(PAGE TEXT):
..........

CLASS 17. Gene Prediction.

HOMEWORK PROBLEM SET #3 is posted to Moodle. Due in class on FRIDAY, FEBRUARY 19.

INSTRUCTIONS:

For each exercise, provide search query used and keep the answers brief. Email me the answers by Sunday 11:59PM AST at the latest.

Use "CLASS 17 EXERCISE" as a message subject, and type answers directly to email body (i.e., no document attachments please). Make sure that first line of your message is your NAME.

    PART I. In the sequence fragment from a prokaryote (the archaeon Thermoplasma acidophilum), identify possible protein-coding genes.

  1. Use ORF-finder at the NCBI for this exercise.

    * Cut and paste the Thermoplasma acidophilum genomic DNA sequence fragment into the sequence window of the ORF finder and press "OrfFind" button. The web page that will be returned has a symbolic representation of the six possible translation frames. Potential ORFs are indicated in green.

    * Select one ORF by clicking on its symbolic representation (coordinate with your neighbors to pick different ORFs).

    * Use the link to BLAST on the top of the page, and do a BLAST search for the selected ORF. Repeat BLAST search for one additional ORF.

..........

(WORK INSTRUCTIONS):
1. On the class page, what color marks potential ORFs?
2. Repeat the class page text between "For each exercise, provide" and "is your NAME.", inclusive.

..........

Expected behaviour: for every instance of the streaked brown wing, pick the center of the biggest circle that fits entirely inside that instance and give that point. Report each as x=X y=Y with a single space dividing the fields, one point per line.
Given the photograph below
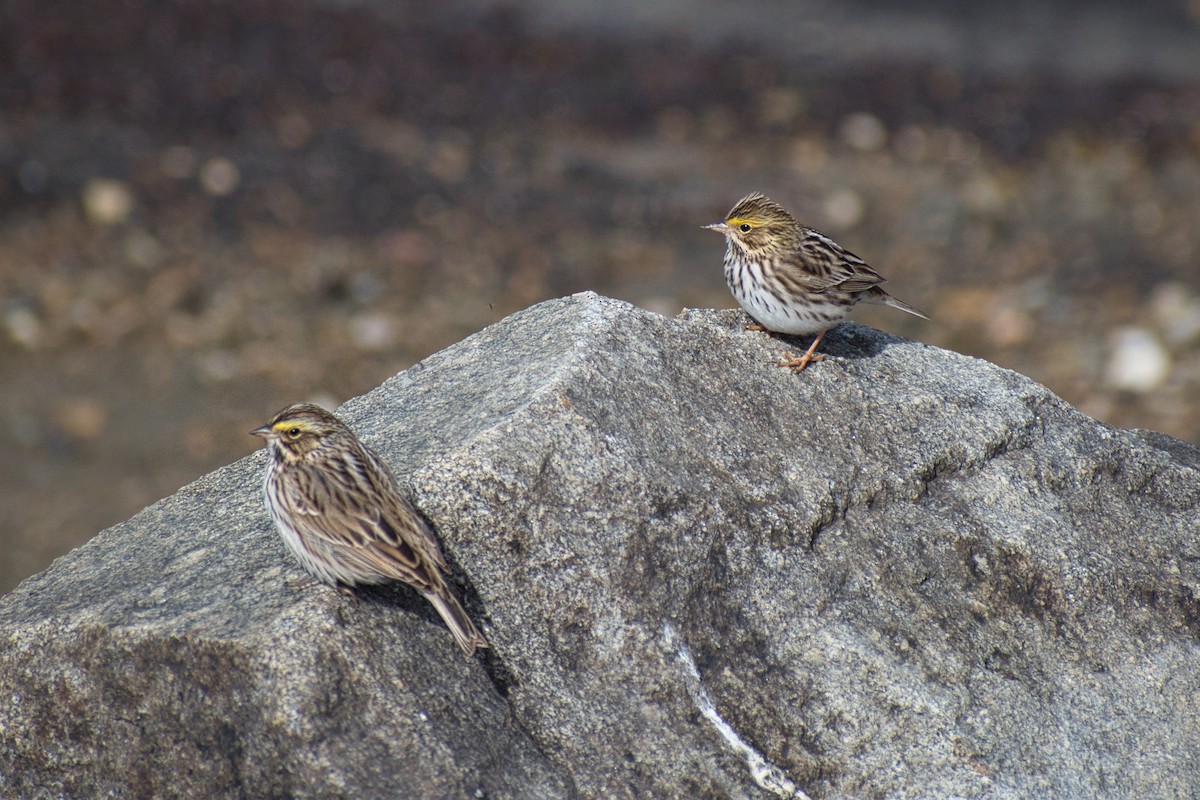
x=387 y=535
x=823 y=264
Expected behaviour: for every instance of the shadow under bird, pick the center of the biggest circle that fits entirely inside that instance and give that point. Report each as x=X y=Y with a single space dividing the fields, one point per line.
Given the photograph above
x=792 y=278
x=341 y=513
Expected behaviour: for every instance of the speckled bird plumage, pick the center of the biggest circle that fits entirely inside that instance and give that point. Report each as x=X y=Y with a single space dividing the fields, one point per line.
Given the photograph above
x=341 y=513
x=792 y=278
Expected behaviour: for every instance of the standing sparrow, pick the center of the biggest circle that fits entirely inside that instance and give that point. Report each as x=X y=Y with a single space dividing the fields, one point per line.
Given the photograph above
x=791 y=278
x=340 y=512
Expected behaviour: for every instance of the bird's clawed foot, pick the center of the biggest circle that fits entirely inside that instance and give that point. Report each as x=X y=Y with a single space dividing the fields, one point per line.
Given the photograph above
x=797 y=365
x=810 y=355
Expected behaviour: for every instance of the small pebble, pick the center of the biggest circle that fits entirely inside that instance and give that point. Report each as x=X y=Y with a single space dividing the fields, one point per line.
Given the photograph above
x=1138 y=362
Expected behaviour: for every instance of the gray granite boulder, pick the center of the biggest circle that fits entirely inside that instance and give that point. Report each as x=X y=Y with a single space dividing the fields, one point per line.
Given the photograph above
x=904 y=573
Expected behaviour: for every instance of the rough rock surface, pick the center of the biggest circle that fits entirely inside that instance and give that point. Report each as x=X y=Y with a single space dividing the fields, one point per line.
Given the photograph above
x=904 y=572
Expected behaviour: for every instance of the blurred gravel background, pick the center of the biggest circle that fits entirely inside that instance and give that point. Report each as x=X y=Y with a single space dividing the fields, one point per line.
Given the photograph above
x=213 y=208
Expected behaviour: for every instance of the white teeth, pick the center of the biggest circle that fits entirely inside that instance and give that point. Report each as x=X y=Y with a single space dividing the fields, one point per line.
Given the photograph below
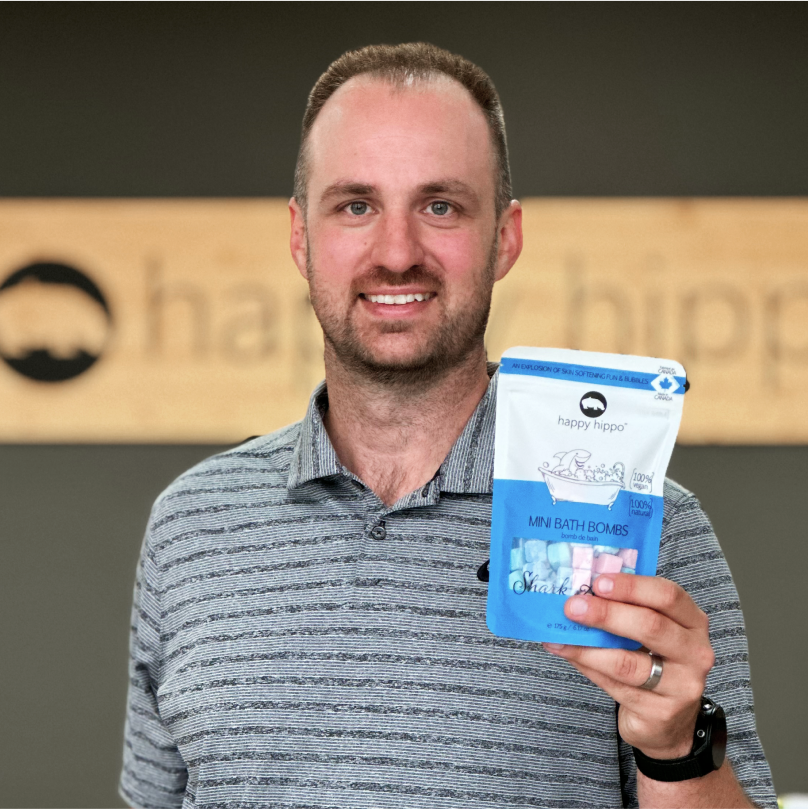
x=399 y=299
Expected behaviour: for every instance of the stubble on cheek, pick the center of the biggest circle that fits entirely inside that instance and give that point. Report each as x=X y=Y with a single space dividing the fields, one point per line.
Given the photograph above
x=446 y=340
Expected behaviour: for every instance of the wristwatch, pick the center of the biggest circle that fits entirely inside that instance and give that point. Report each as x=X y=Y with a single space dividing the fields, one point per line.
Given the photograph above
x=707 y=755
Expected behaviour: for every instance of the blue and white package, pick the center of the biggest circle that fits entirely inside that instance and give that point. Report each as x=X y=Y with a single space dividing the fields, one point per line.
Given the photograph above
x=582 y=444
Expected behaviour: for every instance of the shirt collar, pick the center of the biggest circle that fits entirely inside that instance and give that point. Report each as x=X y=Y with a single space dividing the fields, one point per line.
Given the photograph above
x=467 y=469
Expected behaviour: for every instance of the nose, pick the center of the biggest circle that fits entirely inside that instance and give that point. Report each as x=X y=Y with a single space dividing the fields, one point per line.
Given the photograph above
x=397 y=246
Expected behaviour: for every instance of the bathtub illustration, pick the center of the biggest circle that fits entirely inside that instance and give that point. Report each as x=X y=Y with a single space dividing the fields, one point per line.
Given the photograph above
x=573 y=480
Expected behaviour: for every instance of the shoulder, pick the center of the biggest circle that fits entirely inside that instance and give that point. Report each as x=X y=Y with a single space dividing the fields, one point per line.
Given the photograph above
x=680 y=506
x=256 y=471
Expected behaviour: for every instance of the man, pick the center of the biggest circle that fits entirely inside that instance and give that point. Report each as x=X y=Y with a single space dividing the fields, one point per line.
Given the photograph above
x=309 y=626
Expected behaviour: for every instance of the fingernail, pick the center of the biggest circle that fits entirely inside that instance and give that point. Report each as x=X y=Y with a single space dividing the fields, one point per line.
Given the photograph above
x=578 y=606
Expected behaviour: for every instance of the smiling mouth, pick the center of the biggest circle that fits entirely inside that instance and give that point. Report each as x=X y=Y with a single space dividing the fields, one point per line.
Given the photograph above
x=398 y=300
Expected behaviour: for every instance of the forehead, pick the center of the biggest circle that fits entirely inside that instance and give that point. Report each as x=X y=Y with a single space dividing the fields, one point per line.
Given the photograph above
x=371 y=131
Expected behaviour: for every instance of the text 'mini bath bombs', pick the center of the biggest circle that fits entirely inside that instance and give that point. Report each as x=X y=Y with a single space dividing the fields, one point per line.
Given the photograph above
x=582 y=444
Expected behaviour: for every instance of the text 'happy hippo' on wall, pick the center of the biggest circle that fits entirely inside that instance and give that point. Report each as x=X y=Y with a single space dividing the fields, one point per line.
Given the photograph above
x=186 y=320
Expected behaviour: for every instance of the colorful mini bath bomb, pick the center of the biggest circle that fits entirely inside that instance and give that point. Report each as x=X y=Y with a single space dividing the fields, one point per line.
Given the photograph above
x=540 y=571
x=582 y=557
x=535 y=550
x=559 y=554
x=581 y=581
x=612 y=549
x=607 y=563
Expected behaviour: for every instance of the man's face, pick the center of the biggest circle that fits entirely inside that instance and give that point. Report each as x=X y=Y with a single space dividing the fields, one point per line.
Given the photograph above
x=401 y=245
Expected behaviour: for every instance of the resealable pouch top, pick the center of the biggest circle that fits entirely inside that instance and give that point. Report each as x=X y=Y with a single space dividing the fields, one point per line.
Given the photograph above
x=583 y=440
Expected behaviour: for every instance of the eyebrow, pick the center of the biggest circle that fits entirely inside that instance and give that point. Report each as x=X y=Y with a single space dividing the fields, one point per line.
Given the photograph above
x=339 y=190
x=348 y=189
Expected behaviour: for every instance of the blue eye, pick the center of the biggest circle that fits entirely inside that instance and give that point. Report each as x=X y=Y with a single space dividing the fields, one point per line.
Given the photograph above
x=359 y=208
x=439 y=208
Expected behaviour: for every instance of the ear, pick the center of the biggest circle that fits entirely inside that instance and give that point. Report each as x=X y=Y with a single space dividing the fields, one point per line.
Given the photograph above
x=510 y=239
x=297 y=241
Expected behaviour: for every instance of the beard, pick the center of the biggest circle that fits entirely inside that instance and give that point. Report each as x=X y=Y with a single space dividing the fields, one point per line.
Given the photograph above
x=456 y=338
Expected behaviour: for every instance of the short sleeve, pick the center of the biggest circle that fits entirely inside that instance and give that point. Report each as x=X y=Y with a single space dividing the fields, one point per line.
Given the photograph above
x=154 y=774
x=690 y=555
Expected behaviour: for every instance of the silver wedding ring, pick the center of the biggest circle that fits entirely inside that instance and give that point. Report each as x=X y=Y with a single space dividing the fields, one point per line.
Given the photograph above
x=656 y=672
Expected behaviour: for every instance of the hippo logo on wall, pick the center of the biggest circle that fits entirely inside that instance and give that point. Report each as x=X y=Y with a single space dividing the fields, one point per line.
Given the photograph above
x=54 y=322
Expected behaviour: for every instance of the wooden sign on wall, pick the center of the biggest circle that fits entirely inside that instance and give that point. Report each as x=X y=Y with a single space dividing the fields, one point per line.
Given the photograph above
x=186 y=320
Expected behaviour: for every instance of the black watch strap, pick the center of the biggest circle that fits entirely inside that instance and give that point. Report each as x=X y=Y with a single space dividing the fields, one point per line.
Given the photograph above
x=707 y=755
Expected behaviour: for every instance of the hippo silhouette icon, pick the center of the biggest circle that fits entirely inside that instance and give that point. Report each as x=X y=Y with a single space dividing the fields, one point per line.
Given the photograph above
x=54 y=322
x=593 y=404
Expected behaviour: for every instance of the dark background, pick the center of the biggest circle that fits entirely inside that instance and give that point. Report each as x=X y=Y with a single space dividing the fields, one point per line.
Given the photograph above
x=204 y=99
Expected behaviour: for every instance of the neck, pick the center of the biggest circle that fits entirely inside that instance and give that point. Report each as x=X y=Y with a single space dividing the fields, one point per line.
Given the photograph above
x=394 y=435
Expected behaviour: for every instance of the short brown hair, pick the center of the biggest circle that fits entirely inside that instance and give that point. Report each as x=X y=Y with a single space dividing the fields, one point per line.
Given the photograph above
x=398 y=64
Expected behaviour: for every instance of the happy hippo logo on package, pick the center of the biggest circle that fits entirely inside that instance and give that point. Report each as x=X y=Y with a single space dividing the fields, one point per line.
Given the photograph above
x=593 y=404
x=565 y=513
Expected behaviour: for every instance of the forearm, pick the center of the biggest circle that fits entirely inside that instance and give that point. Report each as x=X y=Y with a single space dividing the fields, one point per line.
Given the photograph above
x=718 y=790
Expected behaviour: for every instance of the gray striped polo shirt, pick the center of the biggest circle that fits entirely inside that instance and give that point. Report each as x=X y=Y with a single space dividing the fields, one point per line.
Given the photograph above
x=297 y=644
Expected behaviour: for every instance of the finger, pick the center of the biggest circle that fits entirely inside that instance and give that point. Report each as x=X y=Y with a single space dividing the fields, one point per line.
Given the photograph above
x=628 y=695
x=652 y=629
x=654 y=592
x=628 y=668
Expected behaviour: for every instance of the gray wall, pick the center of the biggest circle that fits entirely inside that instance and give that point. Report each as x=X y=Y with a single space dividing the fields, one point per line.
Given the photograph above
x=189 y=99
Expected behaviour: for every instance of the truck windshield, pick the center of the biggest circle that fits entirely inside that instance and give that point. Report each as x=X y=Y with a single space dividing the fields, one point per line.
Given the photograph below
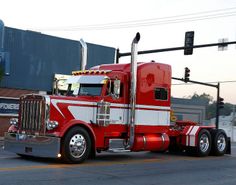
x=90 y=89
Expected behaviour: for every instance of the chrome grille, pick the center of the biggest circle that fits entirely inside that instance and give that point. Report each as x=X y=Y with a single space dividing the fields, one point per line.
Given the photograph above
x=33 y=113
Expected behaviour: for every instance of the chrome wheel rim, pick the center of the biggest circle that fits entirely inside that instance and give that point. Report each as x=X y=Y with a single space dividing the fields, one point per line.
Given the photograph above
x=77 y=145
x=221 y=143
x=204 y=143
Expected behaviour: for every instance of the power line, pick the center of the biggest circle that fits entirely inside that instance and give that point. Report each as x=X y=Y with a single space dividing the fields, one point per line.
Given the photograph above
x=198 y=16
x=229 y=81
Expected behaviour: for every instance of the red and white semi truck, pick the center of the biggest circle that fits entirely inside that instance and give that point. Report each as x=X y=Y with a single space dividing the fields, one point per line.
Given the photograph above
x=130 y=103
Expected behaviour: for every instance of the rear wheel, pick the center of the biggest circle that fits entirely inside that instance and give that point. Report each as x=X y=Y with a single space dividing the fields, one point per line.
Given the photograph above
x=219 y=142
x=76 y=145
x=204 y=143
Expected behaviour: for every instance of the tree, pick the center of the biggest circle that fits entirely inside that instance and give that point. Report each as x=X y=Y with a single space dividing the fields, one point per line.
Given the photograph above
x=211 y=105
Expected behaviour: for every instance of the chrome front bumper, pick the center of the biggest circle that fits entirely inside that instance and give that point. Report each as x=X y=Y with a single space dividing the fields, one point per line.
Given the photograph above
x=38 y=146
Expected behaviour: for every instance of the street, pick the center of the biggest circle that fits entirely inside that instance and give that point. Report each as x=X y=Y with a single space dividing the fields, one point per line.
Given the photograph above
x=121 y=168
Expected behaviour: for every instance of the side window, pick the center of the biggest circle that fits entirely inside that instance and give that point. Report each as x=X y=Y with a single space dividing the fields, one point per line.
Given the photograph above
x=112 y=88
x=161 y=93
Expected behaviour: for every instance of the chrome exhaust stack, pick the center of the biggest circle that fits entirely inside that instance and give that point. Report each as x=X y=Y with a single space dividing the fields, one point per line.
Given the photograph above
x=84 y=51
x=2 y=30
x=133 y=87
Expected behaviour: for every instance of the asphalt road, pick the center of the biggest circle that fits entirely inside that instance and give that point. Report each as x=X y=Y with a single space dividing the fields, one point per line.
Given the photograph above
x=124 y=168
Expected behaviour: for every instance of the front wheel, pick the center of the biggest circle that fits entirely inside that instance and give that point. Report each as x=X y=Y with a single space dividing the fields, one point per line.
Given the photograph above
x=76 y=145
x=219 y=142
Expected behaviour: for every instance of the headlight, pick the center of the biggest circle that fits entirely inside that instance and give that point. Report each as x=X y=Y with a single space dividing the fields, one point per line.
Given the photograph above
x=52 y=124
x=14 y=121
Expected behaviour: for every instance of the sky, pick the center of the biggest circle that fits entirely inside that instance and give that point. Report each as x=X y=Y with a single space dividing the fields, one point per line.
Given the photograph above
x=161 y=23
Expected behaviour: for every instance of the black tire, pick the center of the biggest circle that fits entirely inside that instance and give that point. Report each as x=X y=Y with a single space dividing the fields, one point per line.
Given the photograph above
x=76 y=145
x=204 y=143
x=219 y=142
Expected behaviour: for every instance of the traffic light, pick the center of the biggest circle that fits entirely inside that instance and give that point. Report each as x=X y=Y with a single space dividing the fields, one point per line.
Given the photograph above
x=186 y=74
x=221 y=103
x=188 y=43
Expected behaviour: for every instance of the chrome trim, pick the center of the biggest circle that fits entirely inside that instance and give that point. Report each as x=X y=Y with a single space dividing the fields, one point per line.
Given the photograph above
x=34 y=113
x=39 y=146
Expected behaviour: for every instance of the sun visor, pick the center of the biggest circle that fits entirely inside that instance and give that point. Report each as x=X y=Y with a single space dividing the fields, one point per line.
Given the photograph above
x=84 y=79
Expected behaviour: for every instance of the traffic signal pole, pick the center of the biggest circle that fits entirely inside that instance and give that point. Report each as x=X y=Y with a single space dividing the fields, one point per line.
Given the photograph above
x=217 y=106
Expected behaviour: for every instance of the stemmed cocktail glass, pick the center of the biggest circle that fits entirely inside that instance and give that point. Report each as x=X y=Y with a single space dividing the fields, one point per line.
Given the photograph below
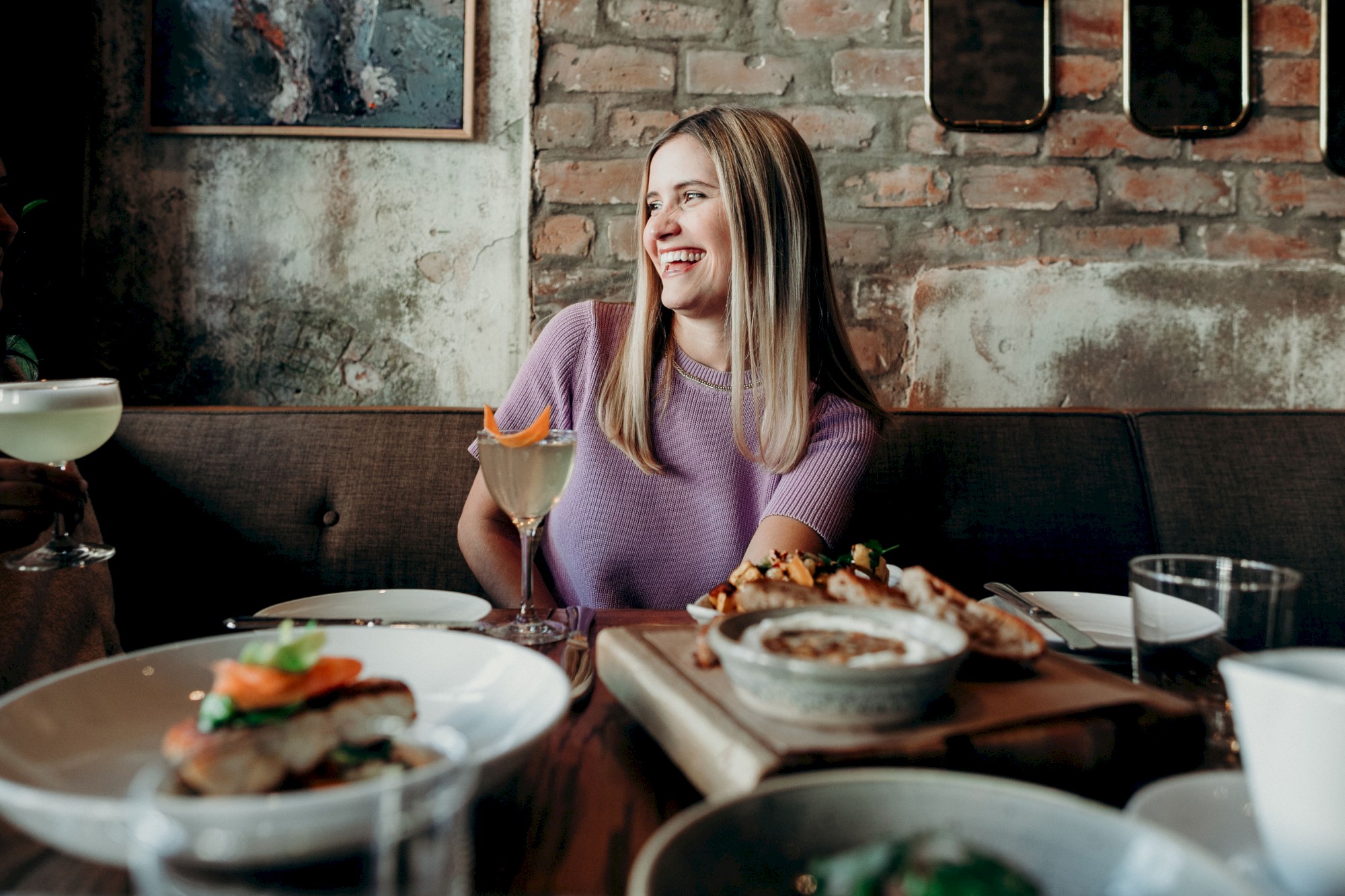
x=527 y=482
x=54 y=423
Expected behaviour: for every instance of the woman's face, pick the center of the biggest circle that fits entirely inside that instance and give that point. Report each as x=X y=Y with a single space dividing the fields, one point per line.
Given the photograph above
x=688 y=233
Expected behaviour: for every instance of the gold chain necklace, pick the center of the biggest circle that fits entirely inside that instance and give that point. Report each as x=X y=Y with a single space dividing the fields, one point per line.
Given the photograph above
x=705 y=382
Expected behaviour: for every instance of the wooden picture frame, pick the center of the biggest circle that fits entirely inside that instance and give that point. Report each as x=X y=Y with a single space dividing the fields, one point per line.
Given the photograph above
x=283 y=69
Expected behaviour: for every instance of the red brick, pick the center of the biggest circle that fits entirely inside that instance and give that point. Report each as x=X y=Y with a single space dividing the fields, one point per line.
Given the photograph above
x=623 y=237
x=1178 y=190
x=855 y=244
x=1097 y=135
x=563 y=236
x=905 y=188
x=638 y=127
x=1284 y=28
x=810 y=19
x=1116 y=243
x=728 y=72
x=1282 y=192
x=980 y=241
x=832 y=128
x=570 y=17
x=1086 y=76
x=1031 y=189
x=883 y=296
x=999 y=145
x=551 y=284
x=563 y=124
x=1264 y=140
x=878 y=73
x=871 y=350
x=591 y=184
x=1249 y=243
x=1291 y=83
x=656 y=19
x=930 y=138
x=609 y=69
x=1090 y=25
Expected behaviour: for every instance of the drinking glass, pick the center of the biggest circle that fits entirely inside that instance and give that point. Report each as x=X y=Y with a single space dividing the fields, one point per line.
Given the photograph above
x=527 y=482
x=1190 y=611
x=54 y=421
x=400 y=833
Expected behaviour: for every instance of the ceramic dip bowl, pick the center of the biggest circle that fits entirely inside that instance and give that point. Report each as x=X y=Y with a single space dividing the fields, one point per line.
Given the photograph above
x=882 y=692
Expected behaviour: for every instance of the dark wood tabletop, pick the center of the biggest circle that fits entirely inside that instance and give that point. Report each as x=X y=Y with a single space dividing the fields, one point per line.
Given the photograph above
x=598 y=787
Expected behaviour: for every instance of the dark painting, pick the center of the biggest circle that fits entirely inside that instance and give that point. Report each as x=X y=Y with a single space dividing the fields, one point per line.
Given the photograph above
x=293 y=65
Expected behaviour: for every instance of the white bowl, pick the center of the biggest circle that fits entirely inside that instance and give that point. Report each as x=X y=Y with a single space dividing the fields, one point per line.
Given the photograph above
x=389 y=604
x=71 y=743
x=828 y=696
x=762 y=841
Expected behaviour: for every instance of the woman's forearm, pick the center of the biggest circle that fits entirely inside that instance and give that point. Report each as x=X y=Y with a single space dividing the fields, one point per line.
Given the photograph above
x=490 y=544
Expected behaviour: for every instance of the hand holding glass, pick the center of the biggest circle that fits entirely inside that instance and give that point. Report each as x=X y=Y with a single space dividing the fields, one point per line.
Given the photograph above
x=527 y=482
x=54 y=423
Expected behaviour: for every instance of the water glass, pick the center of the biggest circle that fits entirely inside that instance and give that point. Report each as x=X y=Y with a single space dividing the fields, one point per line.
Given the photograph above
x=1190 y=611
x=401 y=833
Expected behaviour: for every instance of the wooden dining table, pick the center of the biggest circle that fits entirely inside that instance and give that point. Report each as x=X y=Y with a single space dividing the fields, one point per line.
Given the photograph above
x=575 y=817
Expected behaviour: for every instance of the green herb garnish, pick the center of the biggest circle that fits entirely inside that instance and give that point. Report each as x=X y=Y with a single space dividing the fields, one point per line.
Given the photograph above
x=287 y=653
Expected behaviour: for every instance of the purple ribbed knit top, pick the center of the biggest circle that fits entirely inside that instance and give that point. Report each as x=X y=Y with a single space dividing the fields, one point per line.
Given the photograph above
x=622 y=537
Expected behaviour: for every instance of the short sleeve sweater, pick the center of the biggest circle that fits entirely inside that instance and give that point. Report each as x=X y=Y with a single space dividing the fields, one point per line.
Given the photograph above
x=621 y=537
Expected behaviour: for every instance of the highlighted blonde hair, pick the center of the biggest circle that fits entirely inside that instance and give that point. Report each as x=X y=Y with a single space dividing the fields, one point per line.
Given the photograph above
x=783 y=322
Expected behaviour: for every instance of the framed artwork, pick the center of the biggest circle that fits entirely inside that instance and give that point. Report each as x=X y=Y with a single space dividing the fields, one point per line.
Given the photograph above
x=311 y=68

..........

(EXERCISE RESULTS):
1. Green

2.
For each exercise, provide search query used and keep the answers brief. Email me the answers by Sunday 11:59PM AST at the latest.

Use "CLASS 17 EXERCISE" as a message subject, and type answers directly to email body (i.e., no document attachments please). Make sure that first line of your message is your NAME.